* Directive 1
Find every line in the records below that contains the string "headscarf", and copy each of those lines out in full.

— BEGIN Passage provided —

Beyond the temple itself, there proved little else to see at Kinkaku-ji. While there was one primary path at Nijo-jo, there we were still free to wander about at our leisure. Here, we were guided like so many cattle in stock pens around the grounds. Beyond the temple, we passed a small waterfall, then climbed some stairs to the lake that fed it. In short order, the pathway dumped us out through the exit gate into a hive of gift shops, and that was that. We were welcome to enter again on our same tickets, but I could see little reason to do so. It was only 10:30, none of the ramen shops we had passed on the street outside opened before 11:00, so we boarded a bus to take us back into the city.
Following lunch, we hopped a subway bound for downtown. Two days of hard walking were taking their toll, and rather than exiting for the 1.5 km walk to Kiyomizu-dera, we continued by subway to the main railway station, where we could catch a bus that would take us nearly to the temple’s entrance. That decision proved monumental.

— END Passage provided —
— BEGIN Extracted data —

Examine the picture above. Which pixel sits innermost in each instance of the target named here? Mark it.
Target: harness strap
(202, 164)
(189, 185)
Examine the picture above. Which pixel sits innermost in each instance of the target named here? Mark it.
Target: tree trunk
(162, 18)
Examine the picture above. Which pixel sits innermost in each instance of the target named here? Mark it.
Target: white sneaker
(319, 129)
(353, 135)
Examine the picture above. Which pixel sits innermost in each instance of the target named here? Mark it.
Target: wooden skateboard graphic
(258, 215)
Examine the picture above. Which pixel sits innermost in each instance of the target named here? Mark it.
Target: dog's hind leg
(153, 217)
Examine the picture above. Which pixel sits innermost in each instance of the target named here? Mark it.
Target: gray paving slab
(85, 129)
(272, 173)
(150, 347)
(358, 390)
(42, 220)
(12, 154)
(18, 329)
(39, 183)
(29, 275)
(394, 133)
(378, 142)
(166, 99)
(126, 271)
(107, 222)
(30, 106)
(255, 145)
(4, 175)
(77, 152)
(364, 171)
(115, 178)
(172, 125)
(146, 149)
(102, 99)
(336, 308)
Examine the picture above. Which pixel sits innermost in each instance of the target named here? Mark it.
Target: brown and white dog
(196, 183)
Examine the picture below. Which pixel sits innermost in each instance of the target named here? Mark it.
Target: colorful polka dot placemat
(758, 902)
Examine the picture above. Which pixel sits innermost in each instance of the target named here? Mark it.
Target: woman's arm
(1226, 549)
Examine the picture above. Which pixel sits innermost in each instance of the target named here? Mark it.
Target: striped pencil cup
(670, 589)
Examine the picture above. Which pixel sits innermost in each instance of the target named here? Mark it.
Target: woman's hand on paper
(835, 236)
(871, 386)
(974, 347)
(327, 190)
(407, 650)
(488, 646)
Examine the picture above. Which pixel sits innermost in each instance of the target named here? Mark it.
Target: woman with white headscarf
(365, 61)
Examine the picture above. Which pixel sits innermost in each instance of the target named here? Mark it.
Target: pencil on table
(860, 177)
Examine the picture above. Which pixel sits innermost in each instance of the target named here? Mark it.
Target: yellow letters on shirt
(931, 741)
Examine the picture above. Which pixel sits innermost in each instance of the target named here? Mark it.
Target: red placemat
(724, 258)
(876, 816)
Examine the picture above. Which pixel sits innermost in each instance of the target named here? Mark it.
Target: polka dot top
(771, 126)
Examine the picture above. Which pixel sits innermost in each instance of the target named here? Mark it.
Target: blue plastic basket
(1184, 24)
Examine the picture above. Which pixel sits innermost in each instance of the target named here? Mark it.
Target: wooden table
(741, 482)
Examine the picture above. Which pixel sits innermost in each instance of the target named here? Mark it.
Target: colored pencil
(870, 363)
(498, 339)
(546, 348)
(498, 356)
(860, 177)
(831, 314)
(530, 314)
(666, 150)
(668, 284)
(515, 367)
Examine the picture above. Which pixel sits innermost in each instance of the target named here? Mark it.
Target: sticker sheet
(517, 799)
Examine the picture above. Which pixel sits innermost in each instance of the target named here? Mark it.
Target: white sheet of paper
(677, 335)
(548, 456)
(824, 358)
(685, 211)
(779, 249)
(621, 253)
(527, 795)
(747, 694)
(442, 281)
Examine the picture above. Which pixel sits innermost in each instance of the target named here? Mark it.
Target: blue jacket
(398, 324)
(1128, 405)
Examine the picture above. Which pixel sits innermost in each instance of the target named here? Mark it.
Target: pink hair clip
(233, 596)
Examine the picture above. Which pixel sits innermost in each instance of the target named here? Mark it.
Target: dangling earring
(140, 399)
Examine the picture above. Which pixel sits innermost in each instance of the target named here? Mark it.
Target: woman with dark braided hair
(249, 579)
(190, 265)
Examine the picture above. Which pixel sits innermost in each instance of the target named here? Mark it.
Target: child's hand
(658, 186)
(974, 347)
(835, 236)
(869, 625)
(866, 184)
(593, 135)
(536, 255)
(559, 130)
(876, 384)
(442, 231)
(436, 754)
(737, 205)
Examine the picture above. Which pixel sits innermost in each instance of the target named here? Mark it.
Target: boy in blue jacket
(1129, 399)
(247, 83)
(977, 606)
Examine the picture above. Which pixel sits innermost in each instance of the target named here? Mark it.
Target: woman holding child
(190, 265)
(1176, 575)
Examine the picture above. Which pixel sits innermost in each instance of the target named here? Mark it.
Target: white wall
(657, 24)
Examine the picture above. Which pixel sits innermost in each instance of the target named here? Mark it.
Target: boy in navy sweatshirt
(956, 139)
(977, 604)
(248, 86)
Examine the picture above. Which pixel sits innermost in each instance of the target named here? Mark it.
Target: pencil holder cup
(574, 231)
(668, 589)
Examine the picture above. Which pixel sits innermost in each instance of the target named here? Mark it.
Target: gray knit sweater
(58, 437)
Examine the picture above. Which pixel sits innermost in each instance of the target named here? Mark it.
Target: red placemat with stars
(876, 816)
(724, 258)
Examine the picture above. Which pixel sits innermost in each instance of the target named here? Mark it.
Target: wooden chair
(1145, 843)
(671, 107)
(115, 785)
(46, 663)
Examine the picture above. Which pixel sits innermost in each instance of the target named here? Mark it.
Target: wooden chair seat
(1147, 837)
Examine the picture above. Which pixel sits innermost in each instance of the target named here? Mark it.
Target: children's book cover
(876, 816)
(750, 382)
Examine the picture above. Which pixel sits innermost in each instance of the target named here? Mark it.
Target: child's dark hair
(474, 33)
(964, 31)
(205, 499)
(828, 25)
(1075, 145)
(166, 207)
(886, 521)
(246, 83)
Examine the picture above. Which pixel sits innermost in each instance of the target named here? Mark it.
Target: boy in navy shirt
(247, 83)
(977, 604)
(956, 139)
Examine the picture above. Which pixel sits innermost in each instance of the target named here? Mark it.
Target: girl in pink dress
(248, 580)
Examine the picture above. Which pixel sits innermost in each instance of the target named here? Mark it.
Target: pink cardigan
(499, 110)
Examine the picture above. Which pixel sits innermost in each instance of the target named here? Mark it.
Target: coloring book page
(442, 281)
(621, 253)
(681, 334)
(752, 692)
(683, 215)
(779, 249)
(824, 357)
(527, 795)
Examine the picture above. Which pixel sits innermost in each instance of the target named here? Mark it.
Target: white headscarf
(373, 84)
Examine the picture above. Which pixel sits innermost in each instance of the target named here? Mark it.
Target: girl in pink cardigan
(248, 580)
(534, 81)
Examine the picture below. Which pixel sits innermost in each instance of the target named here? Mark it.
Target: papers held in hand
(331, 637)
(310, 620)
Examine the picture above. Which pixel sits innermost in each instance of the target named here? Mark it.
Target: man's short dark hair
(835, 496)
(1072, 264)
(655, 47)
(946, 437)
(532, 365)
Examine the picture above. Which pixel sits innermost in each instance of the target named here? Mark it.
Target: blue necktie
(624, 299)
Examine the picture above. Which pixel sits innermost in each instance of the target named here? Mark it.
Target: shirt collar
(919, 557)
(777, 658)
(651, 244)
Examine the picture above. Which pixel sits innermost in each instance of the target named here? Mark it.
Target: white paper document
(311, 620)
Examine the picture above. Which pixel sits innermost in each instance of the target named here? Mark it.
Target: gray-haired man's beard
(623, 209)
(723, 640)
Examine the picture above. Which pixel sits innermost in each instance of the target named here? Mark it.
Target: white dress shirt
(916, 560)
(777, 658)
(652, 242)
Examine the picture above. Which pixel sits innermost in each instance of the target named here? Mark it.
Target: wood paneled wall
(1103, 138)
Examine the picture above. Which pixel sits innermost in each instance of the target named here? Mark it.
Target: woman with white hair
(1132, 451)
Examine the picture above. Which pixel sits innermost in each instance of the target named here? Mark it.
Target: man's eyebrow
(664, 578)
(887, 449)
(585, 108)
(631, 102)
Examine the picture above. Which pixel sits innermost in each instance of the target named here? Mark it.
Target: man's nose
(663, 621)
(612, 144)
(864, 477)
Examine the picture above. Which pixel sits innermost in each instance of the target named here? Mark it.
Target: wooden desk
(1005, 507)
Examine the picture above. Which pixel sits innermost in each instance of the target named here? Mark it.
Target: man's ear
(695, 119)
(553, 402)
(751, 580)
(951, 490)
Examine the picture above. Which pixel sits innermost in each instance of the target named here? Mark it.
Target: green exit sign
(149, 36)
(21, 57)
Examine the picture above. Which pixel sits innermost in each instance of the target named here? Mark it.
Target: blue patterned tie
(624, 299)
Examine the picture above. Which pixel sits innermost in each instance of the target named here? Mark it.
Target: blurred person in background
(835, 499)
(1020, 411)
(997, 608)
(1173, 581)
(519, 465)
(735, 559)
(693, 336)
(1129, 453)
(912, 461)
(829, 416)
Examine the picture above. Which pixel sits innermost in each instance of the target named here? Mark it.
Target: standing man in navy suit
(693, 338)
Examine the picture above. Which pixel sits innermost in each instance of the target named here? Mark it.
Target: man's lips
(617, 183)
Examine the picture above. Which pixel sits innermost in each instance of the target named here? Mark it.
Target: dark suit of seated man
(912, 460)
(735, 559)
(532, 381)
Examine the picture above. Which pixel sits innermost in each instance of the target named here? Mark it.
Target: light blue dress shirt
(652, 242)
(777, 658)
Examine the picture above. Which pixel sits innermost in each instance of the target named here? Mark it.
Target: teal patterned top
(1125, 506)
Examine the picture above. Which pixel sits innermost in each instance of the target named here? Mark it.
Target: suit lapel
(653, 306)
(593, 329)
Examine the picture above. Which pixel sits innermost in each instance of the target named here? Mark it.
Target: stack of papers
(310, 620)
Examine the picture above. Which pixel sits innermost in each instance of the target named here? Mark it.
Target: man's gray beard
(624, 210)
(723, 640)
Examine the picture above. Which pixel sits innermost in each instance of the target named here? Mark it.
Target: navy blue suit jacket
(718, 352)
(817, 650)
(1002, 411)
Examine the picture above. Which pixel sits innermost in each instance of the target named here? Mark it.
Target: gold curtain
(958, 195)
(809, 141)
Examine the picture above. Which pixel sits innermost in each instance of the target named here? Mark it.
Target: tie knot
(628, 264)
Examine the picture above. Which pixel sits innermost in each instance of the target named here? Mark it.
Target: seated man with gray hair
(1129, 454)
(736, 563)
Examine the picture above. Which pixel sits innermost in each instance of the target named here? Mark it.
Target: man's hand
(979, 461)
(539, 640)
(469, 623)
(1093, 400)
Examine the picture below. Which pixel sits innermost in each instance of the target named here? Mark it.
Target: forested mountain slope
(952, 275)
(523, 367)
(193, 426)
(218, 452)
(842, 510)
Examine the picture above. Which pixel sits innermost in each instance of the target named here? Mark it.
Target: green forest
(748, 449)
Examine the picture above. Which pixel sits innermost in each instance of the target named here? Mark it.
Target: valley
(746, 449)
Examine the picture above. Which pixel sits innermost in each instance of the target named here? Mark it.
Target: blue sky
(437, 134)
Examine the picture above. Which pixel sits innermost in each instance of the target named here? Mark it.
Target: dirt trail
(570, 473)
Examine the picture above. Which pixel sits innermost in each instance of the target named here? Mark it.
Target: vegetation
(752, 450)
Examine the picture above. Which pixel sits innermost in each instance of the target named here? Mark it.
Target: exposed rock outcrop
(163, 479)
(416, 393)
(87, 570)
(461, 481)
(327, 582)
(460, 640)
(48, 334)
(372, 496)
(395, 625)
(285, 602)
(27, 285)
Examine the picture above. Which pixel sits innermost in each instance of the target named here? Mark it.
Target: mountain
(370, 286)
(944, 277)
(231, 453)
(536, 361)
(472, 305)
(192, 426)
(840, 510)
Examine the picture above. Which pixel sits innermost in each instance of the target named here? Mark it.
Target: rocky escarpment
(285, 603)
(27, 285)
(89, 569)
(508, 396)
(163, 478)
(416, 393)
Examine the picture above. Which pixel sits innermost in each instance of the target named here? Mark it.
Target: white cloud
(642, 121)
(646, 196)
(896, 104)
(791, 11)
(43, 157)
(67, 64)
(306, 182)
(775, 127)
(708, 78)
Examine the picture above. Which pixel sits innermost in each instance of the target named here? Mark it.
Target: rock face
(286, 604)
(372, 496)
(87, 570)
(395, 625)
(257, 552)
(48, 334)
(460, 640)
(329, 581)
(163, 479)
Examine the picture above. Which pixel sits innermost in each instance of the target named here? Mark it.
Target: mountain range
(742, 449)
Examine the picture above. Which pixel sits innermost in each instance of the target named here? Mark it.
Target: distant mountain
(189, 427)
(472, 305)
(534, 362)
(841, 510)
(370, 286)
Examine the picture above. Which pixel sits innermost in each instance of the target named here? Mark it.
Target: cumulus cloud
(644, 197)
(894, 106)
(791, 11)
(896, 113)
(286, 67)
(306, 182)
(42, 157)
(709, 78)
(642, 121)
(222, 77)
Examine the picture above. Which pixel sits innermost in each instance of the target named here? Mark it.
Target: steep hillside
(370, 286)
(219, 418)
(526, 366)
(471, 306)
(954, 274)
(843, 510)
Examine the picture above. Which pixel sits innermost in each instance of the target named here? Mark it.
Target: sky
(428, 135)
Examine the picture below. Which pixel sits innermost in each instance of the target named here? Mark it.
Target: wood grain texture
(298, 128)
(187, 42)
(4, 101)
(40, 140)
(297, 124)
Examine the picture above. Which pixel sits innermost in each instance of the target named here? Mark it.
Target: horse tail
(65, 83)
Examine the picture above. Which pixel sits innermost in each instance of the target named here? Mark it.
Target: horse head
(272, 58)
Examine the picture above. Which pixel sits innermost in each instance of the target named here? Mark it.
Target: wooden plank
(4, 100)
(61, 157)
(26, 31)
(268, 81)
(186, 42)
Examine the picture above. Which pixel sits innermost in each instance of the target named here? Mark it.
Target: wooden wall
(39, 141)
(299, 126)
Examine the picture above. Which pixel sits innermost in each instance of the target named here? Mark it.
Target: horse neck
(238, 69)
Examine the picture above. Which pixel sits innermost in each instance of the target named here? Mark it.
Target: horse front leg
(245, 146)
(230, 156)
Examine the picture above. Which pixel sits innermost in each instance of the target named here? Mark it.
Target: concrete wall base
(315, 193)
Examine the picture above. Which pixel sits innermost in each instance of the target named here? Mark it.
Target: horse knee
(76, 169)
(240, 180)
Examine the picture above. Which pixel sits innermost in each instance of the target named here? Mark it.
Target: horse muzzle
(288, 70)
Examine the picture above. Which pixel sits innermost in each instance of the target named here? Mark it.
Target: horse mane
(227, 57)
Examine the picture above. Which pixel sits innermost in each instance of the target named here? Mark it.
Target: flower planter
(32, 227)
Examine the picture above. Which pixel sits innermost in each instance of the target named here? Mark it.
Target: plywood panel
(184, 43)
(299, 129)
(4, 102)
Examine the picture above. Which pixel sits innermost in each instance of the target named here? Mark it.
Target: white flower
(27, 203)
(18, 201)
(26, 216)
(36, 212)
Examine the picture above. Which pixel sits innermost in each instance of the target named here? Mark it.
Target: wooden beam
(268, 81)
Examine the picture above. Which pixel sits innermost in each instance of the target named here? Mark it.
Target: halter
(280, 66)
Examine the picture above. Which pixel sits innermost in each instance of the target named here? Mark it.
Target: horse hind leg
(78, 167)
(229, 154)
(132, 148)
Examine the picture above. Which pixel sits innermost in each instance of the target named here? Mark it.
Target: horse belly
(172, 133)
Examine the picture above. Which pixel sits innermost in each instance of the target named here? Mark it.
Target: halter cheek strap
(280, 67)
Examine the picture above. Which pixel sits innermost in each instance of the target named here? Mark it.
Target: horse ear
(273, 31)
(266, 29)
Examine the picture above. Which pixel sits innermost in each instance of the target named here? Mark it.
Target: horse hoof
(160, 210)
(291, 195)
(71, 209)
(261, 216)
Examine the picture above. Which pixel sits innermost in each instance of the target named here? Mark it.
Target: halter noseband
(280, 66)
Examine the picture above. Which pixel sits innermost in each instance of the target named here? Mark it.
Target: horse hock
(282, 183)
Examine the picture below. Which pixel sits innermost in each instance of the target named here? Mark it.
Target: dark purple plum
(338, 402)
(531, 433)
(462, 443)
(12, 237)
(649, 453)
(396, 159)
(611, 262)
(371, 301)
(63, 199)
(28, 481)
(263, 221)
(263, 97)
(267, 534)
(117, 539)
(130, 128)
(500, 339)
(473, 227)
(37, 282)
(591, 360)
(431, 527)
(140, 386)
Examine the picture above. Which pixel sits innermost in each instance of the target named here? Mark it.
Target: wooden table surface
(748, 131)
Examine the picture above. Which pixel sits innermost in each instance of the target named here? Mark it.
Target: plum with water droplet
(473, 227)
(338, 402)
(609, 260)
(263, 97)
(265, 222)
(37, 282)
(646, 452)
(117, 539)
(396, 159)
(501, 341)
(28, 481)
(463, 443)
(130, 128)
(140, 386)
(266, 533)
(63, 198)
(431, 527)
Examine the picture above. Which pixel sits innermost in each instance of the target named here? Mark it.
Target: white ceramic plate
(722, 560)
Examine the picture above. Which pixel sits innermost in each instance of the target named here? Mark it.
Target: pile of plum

— END Extracted data —

* Directive 2
Reproduce the account above of visiting Kinkaku-ji word for word, in its entirety.

* Full answer 1
Target: woman with white headscarf
Target: white headscarf

* Full answer 2
Beyond the temple itself, there proved little else to see at Kinkaku-ji. While there was one primary path at Nijo-jo, there we were still free to wander about at our leisure. Here, we were guided like so many cattle in stock pens around the grounds. Beyond the temple, we passed a small waterfall, then climbed some stairs to the lake that fed it. In short order, the pathway dumped us out through the exit gate into a hive of gift shops, and that was that. We were welcome to enter again on our same tickets, but I could see little reason to do so. It was only 10:30, none of the ramen shops we had passed on the street outside opened before 11:00, so we boarded a bus to take us back into the city.
Following lunch, we hopped a subway bound for downtown. Two days of hard walking were taking their toll, and rather than exiting for the 1.5 km walk to Kiyomizu-dera, we continued by subway to the main railway station, where we could catch a bus that would take us nearly to the temple’s entrance. That decision proved monumental.